→ **JOB**: Update the data from its first line through the line that contains "[499,679,520,753]", replacing "find every" with "locate every" and leaving everything else unchanged.

── GIVEN DATA

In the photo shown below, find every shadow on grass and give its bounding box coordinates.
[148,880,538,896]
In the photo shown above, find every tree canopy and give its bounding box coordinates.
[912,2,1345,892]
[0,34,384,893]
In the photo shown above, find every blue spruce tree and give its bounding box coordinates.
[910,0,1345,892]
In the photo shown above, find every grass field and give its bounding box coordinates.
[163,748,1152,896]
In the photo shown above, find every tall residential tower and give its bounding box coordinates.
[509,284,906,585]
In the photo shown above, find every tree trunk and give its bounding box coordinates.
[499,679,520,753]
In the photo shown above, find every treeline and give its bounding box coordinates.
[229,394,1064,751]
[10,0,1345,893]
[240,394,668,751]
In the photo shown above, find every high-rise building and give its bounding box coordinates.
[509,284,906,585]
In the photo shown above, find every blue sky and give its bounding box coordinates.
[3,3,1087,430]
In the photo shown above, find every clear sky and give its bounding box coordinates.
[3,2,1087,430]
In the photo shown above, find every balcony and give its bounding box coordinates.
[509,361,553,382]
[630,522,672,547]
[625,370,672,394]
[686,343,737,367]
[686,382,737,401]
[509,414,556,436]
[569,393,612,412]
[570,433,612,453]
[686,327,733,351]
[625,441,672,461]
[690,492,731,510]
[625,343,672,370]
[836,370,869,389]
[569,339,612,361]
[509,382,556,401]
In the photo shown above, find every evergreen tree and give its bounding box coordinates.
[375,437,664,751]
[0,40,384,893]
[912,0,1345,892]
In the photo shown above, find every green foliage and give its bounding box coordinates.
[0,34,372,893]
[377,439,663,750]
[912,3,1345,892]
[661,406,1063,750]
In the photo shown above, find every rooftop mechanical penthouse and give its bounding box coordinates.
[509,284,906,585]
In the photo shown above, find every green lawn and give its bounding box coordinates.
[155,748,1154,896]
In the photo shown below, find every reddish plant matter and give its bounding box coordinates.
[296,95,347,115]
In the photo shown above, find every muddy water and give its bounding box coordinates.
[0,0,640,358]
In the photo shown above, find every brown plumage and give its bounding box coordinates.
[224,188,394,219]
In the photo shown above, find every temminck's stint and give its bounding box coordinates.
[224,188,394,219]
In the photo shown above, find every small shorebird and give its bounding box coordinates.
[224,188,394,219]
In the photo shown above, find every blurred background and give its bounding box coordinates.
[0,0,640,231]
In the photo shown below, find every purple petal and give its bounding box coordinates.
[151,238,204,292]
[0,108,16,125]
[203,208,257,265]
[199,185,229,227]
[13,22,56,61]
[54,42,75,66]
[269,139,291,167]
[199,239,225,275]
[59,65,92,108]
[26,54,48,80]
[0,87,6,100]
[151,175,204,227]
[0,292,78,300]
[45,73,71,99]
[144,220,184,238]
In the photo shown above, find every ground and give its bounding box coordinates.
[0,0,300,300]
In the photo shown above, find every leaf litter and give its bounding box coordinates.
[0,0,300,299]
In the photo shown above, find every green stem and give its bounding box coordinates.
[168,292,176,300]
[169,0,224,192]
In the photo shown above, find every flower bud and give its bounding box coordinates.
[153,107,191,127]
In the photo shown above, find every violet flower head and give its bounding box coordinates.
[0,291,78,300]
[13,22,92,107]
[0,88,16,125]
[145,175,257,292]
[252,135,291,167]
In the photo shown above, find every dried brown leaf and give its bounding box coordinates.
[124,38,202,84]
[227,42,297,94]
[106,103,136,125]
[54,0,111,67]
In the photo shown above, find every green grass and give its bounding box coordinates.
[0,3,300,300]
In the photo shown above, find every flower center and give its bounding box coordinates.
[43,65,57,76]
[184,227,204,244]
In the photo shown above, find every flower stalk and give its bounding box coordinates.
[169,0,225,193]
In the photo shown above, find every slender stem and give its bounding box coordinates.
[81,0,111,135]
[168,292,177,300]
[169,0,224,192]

────

→ **EXERCISE OUTPUT**:
In the photo shown below, locate every shadow on grass and give its bounding box coordinates.
[148,880,538,896]
In the photo shown above, locate every tree canopy and give its bounding box coordinates.
[912,2,1345,892]
[0,34,384,893]
In the photo shown above, locate every blue spruce tree and give its bounding box coordinates.
[910,0,1345,892]
In the photo shown above, locate every grass field and give its bounding box coordinates.
[163,748,1152,896]
In the photo shown above, locate every tall residential tower and give its bounding box coordinates.
[509,284,906,585]
In the photo shown above, locate every tree trunk and give its bounding box coordinates.
[499,679,520,753]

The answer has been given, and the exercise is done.